**TASK INSTRUCTIONS:**
Reproduce the records word for word, from the first line to the line containing "# response lists one point per instance, each like pixel 449".

++++ DATA EXCERPTS ++++

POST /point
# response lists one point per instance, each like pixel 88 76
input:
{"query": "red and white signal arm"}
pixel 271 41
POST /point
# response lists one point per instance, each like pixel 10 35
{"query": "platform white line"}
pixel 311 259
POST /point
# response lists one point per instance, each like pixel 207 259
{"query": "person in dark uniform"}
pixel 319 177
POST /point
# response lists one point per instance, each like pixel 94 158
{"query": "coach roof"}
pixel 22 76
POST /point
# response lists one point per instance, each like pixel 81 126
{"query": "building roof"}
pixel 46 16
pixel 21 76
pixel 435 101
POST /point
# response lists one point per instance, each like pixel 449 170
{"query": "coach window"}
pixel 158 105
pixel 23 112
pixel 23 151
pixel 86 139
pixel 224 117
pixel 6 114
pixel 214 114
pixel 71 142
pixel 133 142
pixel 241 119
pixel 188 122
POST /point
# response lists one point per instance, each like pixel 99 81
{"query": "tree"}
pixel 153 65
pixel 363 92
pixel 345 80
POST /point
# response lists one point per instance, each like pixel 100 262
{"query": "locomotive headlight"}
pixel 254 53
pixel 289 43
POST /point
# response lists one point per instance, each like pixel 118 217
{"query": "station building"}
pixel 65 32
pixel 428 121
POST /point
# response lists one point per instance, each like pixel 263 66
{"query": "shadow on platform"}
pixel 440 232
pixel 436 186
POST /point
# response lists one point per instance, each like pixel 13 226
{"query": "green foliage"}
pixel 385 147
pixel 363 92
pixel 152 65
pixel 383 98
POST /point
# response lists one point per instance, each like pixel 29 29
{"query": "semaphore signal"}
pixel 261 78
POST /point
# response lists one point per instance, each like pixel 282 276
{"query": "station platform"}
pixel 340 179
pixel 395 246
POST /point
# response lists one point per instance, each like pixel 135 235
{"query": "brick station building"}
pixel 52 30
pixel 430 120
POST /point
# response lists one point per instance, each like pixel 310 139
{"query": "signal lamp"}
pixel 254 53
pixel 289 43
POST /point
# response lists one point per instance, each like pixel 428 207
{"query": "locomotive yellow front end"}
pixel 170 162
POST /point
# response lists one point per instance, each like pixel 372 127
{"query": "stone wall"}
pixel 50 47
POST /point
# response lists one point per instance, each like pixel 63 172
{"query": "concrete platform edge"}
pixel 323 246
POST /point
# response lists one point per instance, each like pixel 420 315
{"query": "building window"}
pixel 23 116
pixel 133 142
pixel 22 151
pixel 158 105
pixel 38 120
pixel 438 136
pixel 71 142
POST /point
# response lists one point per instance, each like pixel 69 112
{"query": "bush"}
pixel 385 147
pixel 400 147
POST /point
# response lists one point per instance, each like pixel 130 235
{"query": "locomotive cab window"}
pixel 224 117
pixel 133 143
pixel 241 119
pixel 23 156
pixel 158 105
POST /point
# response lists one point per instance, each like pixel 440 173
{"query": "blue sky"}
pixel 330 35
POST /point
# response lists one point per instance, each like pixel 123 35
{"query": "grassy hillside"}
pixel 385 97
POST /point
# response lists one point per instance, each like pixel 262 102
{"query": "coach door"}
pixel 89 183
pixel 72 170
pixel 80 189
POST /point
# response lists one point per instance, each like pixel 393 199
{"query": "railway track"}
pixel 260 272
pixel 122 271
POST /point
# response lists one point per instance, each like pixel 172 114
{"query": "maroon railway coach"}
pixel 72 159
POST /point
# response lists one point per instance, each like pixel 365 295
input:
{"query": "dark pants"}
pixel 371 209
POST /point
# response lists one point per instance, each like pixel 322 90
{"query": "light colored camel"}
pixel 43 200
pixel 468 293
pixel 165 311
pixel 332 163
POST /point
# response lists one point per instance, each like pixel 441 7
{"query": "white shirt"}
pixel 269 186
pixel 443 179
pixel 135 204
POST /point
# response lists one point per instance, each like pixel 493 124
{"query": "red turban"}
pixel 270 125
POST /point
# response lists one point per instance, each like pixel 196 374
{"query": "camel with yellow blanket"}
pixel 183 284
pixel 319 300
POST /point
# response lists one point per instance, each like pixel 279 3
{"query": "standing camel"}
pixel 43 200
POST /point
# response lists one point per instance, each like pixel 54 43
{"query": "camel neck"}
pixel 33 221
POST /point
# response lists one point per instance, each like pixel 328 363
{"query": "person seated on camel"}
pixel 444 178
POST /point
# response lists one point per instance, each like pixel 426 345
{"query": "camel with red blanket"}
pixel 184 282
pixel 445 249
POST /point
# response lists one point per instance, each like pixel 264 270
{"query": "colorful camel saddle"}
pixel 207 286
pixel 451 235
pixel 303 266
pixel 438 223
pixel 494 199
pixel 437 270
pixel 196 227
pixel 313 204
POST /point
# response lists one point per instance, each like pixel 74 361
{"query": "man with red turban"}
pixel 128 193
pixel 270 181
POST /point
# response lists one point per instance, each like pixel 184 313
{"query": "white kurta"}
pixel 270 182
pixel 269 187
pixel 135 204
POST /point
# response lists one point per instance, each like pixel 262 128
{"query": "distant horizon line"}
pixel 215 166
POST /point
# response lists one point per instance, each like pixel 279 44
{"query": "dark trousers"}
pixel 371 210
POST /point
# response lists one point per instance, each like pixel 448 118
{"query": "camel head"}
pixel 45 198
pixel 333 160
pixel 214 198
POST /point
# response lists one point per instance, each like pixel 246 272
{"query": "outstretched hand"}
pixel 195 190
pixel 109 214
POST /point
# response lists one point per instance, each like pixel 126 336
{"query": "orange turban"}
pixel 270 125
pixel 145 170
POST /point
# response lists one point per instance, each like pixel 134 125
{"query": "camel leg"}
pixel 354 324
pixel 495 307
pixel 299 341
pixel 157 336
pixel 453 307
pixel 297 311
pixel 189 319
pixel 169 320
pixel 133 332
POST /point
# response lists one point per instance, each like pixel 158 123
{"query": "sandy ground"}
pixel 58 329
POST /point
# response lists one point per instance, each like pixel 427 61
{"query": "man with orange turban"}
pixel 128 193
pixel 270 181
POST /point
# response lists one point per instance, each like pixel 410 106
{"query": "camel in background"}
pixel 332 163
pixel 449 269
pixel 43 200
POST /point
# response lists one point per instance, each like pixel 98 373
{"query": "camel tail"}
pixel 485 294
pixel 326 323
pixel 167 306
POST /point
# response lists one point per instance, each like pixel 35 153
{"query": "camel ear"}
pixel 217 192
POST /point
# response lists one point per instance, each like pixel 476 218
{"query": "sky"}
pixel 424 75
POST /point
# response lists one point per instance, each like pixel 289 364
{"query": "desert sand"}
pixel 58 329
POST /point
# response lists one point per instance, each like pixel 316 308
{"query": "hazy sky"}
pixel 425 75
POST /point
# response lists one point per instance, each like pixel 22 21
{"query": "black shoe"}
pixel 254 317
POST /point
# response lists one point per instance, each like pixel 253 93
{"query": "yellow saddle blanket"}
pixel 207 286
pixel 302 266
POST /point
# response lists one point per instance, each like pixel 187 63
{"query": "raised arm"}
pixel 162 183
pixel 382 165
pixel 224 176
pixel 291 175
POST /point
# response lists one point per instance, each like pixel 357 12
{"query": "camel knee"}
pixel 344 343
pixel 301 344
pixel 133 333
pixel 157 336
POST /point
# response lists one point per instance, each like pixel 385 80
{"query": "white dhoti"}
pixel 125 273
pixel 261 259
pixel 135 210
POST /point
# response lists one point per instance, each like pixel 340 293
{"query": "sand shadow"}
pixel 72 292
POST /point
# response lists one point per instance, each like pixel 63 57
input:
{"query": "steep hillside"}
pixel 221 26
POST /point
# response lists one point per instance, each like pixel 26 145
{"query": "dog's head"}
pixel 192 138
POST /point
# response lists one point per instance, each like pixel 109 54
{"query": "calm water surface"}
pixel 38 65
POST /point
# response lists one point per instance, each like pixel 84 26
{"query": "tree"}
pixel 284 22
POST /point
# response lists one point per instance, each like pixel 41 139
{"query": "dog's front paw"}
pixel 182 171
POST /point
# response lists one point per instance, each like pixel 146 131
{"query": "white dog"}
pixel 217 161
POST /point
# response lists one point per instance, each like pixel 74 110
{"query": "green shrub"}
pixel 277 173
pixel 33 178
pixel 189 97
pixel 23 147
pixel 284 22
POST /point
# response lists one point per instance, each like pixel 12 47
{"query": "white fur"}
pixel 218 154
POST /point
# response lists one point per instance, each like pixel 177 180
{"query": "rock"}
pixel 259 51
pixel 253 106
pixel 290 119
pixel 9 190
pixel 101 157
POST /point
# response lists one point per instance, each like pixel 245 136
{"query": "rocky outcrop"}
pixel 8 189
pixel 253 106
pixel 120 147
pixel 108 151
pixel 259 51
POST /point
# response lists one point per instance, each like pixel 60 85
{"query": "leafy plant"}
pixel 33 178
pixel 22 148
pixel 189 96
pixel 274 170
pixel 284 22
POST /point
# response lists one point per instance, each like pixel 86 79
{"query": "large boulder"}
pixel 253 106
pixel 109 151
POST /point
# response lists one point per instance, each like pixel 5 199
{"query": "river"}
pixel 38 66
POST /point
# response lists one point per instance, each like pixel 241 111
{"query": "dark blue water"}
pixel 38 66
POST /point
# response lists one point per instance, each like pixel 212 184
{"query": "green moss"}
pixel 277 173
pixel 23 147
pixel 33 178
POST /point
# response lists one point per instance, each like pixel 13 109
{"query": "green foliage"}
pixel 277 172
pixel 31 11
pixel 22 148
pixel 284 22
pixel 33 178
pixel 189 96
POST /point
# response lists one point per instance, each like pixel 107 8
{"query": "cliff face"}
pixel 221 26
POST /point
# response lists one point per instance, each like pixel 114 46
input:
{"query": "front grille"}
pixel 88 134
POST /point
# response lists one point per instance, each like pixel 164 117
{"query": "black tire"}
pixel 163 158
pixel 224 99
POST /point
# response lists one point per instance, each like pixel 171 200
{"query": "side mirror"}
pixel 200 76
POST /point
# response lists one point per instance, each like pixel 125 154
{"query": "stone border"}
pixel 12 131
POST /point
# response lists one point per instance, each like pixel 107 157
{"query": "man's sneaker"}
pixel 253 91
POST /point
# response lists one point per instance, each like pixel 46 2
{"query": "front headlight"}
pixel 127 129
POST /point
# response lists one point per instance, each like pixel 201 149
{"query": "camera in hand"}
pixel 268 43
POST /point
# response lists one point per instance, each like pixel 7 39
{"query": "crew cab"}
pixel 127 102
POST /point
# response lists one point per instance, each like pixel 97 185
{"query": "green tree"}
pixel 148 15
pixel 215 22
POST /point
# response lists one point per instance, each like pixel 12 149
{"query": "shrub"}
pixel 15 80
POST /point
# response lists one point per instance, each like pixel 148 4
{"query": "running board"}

++++

**RESPONSE:**
POST /point
# response lists one point per instance, each like pixel 88 76
input:
{"query": "red and white signal arm"}
pixel 271 41
POST /point
# response lists one point per instance, each like pixel 10 35
{"query": "platform white line"}
pixel 311 259
POST /point
# response lists one point per instance, each like pixel 207 259
{"query": "person in dark uniform"}
pixel 319 177
POST /point
# response lists one point per instance, each like pixel 94 158
{"query": "coach roof"}
pixel 22 76
POST /point
# response lists one point per instance, each like pixel 81 126
{"query": "building roof"}
pixel 46 16
pixel 21 76
pixel 435 101
POST /point
# response lists one point per instance, each like pixel 449 170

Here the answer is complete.